Segment Start: RAW DATA

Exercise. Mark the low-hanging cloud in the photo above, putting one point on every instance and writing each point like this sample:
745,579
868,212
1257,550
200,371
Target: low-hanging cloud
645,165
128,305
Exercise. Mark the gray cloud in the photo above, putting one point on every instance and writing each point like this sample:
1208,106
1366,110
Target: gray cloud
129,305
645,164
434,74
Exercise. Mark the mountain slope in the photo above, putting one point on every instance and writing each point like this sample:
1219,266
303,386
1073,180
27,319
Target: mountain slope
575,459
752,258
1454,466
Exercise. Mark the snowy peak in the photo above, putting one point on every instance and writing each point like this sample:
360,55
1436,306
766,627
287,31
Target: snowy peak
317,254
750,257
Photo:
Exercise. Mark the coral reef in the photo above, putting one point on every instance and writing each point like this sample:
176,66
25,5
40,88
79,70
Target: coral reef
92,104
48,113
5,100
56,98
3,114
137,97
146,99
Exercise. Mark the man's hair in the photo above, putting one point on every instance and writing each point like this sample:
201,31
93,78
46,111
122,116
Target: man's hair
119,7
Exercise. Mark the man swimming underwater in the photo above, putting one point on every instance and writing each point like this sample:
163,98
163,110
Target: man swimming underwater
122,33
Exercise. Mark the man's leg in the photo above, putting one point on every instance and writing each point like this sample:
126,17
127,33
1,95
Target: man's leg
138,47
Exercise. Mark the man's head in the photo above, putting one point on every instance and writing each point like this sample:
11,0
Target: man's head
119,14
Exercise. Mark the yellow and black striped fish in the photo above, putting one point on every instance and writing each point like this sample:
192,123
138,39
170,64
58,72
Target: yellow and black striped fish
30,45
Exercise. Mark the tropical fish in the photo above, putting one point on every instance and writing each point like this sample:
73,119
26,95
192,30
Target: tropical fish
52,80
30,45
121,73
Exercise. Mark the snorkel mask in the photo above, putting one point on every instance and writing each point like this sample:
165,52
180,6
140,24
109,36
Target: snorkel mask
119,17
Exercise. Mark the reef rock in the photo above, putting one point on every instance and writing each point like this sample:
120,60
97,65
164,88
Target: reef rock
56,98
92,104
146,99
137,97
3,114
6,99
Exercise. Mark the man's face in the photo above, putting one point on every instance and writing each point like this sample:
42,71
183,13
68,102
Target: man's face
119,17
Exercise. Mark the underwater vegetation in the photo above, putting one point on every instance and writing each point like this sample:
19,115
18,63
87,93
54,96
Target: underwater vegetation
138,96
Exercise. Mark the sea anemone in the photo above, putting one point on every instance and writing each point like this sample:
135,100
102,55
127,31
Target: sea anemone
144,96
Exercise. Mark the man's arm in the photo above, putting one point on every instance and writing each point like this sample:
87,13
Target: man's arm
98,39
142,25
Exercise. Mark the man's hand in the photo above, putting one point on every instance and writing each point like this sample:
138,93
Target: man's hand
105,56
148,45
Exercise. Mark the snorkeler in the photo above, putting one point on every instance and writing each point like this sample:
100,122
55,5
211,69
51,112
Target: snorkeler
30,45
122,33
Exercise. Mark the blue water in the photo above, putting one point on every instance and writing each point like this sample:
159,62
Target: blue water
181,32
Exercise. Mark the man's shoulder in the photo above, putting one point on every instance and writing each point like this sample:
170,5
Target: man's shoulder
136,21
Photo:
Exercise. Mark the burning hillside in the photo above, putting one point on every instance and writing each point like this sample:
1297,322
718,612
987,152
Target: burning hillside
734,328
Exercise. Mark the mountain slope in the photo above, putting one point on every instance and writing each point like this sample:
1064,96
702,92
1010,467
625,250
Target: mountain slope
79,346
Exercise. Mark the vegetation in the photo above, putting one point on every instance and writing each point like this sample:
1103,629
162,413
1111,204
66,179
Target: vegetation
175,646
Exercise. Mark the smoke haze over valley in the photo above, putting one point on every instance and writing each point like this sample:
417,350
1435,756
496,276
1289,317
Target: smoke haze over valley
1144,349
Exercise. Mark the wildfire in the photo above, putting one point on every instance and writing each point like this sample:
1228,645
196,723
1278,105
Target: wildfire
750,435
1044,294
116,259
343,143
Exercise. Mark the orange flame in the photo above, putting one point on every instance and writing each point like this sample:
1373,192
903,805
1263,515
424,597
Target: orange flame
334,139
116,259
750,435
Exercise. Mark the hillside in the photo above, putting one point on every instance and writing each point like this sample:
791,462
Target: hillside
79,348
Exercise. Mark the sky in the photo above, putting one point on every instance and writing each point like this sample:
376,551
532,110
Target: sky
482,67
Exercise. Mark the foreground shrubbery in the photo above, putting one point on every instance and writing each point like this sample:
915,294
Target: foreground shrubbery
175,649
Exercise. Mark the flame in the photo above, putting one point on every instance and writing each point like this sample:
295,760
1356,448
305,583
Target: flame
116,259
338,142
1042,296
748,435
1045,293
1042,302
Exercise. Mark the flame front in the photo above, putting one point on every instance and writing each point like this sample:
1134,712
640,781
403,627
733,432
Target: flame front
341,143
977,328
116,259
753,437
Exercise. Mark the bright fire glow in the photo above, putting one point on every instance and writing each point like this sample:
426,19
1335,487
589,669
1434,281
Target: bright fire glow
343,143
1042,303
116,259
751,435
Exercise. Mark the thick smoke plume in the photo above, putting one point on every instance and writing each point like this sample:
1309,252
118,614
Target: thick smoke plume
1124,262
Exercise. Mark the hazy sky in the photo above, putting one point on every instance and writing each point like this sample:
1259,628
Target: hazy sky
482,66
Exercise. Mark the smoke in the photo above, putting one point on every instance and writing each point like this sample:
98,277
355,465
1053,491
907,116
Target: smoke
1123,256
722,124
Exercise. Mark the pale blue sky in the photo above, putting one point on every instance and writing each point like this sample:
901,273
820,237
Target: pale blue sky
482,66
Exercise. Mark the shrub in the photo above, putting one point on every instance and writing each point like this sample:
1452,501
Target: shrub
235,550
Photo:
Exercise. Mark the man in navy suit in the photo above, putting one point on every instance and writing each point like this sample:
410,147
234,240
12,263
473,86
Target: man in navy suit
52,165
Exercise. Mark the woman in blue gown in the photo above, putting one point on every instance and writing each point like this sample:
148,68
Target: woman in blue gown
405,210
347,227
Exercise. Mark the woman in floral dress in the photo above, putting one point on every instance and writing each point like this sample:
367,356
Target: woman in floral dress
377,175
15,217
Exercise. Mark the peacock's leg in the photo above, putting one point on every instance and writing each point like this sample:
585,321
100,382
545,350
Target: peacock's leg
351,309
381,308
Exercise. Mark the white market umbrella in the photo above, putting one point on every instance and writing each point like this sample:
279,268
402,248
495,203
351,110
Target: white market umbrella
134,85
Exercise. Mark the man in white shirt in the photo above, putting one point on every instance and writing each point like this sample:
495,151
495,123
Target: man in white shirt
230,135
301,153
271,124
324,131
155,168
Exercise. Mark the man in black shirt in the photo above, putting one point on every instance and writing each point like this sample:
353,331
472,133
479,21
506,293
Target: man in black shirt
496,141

Segment End: RAW DATA
Segment Start: RAW DATA

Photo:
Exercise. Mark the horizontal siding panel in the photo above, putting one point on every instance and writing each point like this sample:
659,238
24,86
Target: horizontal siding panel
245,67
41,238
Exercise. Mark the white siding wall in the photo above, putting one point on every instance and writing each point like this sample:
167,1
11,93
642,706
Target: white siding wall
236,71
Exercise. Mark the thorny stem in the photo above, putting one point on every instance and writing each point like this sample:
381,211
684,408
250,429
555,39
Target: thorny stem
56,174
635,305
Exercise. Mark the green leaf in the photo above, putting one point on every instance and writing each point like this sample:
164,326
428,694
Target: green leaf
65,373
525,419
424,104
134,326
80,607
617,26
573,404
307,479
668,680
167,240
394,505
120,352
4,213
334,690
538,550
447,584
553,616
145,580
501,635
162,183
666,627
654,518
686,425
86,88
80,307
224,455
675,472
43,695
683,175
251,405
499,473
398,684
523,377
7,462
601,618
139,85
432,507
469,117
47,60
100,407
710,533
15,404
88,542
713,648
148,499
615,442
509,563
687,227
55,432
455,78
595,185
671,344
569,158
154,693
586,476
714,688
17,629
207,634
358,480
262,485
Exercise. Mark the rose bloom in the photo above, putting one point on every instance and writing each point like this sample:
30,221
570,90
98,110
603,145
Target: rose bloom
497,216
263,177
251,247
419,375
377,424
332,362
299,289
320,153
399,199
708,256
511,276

Segment End: RAW DATA
Segment Start: RAW DATA

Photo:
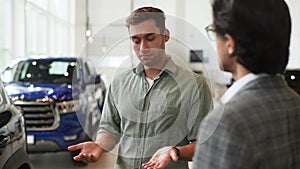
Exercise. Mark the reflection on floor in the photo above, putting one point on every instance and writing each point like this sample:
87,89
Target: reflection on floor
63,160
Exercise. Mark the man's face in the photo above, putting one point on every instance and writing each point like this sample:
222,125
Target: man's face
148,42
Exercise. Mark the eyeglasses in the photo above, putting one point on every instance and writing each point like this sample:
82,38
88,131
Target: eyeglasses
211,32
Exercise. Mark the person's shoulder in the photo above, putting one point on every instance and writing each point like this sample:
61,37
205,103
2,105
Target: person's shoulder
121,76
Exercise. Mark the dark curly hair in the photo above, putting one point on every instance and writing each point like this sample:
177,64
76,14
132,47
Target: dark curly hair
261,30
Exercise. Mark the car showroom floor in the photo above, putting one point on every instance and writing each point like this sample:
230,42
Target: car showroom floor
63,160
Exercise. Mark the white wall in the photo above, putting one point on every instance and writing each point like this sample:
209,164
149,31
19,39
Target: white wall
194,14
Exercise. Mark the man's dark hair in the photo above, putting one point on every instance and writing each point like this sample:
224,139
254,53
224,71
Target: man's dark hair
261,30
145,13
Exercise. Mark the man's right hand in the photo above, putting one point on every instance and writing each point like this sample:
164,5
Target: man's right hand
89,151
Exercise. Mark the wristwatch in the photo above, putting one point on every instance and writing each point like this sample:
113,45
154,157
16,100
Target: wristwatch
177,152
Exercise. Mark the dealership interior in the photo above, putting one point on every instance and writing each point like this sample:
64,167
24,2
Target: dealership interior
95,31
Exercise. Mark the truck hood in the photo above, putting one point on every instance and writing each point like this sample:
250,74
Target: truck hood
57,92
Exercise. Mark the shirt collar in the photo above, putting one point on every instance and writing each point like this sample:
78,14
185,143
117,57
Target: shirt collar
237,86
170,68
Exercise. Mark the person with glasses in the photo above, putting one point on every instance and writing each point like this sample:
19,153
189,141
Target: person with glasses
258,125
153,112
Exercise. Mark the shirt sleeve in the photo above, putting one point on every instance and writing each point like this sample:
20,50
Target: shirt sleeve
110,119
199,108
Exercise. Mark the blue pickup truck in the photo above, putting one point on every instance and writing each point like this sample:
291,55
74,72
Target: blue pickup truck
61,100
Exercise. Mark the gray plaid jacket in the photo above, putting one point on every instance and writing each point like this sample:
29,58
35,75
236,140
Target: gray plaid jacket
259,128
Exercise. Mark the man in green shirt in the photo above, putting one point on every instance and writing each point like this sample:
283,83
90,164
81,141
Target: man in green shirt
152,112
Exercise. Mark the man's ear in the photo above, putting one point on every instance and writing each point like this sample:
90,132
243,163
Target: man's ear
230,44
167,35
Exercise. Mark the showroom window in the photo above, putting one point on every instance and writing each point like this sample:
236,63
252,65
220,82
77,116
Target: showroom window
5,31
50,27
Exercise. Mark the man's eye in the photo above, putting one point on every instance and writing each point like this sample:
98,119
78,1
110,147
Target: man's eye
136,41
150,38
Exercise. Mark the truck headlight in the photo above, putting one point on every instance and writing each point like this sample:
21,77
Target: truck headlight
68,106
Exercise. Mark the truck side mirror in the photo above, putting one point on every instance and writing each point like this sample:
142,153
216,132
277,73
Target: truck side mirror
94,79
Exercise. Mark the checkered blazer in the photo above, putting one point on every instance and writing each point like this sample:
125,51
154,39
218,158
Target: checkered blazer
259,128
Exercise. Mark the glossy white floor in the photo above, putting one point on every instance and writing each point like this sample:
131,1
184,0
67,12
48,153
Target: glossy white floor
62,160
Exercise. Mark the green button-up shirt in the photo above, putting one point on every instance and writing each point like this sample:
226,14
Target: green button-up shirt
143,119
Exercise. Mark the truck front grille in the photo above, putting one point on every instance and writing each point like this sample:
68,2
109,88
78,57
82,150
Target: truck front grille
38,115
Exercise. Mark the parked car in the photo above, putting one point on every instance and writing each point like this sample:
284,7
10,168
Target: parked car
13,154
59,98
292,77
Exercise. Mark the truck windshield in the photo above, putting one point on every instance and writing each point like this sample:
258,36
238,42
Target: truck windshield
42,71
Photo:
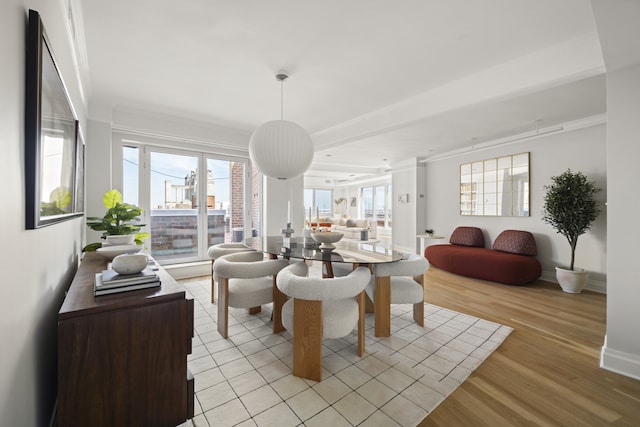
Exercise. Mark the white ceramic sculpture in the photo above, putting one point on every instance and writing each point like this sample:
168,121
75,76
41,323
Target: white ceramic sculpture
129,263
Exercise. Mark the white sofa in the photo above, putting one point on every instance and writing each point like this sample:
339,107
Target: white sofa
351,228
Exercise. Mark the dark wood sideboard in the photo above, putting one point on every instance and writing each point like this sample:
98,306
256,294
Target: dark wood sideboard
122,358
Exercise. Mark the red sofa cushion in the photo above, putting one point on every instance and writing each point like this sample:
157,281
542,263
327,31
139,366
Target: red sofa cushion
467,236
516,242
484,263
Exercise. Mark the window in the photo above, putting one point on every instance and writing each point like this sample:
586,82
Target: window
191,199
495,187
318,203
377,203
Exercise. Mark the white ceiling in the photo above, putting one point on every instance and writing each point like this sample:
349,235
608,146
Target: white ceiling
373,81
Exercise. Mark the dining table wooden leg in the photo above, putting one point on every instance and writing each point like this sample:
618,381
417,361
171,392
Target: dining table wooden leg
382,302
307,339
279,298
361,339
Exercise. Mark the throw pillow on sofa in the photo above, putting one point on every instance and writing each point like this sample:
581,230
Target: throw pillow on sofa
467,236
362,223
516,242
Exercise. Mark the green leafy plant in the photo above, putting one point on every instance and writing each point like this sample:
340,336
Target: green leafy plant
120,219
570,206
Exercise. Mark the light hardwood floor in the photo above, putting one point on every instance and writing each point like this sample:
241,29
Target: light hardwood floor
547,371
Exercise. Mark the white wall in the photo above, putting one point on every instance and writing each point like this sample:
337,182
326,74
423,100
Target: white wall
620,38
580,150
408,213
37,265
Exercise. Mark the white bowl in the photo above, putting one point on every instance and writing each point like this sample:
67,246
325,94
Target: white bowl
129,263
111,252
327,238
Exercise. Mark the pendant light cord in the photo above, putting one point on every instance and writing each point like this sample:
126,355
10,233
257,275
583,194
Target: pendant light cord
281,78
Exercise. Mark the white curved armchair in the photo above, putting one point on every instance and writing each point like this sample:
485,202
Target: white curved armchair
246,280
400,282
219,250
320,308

Segment End: RAW DATA

Output the lines of the records above exactly as they appear, from the line containing "Target: man in green shirt" through the line containing "Exercise. Mark the truck side".

Target: man in green shirt
152,112
Exercise. Mark the man's ear in the photo above, putting one point on every instance and writing each point like this sample:
90,132
243,163
Target: man's ear
230,44
167,35
Exercise. Mark the showroom window in the photo above, putting one point on every instance and writing each point like this sample:
236,63
252,65
220,82
77,116
Target: showroom window
5,31
50,27
Exercise. Mark the man's eye in the photo above, putting one point on every instance and writing each point like this sample:
98,119
78,1
110,147
Target: man's eye
136,41
150,38
Exercise. Mark the truck headlight in the photo above, putting one point on every instance and writing each point like this sample:
21,77
Target: truck headlight
68,106
Exercise. Mark the truck side mirror in the photo above, putting one point on every instance and writing each point like this sample:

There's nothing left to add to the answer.